----- Source material

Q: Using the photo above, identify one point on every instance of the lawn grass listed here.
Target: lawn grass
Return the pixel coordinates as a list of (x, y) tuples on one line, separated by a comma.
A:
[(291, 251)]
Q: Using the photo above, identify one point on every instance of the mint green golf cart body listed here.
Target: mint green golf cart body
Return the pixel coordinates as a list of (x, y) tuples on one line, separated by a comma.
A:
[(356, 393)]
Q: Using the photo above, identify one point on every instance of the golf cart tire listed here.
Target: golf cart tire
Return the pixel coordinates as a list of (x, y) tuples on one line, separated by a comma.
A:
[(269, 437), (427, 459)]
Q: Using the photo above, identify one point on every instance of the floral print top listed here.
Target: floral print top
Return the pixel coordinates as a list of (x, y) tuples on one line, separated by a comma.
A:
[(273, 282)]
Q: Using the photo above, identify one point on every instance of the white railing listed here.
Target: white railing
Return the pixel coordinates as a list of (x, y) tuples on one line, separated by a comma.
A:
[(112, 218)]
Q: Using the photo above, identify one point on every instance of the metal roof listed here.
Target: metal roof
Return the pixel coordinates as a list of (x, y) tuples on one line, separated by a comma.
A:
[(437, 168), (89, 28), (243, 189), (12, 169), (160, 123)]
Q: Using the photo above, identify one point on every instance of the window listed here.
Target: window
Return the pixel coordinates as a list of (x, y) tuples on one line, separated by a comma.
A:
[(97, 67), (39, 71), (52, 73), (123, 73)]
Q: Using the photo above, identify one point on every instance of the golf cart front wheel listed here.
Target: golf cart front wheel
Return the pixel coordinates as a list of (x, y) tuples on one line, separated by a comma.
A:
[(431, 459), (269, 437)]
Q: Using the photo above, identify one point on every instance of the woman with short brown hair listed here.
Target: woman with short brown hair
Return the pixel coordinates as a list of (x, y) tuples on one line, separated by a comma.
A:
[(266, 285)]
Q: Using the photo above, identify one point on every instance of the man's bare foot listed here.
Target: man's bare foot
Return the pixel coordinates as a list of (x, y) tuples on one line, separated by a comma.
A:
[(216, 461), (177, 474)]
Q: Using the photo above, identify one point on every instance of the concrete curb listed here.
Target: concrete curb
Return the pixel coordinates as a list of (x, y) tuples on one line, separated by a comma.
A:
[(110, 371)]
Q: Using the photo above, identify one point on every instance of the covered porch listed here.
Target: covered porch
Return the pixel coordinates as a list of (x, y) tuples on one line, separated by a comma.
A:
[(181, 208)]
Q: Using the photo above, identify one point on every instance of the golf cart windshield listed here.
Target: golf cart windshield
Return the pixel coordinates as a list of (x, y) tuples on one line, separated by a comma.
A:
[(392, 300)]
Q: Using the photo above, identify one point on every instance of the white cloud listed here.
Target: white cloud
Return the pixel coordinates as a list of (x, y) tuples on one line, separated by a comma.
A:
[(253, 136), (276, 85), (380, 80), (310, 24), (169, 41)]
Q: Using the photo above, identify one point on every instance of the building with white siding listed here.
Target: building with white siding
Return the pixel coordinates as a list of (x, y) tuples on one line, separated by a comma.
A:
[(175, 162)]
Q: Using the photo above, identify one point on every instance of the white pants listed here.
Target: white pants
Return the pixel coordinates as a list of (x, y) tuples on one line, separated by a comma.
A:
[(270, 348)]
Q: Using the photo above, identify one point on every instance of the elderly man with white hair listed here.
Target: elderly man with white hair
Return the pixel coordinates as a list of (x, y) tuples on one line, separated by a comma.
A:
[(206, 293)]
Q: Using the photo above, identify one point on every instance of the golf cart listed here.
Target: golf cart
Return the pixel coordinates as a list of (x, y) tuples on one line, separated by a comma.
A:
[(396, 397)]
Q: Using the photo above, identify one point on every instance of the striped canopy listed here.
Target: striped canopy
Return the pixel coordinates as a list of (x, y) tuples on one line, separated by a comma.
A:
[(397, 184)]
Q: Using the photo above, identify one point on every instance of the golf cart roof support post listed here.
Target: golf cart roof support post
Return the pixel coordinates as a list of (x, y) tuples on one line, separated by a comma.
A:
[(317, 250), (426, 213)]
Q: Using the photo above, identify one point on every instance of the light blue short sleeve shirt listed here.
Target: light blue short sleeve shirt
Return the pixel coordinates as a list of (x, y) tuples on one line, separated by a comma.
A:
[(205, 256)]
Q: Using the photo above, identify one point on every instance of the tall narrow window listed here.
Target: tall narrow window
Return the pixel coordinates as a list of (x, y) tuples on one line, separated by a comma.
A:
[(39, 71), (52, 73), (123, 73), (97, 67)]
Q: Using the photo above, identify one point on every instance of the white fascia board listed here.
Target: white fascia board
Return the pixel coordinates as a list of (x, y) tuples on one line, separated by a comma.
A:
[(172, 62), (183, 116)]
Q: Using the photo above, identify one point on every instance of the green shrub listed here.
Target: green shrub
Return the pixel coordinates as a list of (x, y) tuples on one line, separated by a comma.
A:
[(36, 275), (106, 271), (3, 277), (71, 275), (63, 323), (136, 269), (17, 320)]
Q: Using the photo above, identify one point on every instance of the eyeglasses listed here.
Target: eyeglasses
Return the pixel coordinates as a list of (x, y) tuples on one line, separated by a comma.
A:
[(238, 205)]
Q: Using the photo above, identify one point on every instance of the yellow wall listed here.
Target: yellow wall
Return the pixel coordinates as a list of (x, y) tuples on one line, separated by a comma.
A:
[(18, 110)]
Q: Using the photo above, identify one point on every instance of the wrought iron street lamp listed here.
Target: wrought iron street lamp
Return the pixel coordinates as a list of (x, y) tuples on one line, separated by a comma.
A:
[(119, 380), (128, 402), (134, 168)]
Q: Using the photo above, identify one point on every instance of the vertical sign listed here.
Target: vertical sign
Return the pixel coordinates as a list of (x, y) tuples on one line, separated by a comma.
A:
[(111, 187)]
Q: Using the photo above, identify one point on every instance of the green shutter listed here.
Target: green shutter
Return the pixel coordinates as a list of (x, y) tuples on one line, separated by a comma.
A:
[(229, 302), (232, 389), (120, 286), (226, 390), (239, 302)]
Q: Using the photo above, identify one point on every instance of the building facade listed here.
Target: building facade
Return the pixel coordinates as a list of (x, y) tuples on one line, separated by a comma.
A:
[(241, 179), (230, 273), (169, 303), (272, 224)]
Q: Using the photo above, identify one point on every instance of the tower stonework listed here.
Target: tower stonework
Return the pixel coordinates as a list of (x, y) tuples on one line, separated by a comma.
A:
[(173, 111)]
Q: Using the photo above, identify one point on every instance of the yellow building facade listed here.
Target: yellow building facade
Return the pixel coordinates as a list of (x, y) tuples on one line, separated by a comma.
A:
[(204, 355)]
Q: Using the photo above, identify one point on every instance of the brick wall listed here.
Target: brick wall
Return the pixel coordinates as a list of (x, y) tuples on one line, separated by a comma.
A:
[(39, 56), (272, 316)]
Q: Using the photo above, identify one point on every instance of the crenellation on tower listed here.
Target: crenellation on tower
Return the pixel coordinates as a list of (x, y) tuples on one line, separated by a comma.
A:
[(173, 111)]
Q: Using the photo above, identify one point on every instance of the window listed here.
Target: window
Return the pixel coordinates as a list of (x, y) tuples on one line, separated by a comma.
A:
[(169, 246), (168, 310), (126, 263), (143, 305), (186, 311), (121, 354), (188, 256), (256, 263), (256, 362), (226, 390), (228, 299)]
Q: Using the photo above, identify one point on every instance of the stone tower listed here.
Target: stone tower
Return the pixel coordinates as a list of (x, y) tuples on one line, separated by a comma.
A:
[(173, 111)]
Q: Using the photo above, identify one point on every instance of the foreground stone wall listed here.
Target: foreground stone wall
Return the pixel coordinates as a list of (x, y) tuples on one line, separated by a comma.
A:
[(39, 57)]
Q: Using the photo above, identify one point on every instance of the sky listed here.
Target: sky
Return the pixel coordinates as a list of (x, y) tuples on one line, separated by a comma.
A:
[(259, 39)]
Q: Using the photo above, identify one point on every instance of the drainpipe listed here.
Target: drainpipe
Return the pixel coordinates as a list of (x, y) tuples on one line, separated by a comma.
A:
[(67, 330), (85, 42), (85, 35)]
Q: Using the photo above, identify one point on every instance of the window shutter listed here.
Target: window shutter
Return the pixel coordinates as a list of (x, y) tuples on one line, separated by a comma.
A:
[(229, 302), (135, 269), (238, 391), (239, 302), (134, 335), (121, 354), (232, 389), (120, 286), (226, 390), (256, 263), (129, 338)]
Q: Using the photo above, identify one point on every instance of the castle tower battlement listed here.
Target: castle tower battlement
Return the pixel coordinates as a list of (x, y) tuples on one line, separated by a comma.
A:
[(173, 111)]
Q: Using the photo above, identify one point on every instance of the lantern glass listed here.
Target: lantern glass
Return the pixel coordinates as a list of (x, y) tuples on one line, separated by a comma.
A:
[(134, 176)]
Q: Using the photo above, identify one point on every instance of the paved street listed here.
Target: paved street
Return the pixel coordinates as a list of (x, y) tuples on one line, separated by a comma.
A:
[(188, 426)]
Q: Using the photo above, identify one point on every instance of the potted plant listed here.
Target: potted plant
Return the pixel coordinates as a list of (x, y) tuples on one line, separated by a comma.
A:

----------

## Your objective
Lines from the records above that hold "roof" are the ones to list.

## Exercise response
Q: Using the photo above, identify one point on every instance of the metal roof listed here.
Target: metal roof
Q: Using the photo above, identify one point on every instance of the golf cart roof support post listed here.
Target: golf cart roof support post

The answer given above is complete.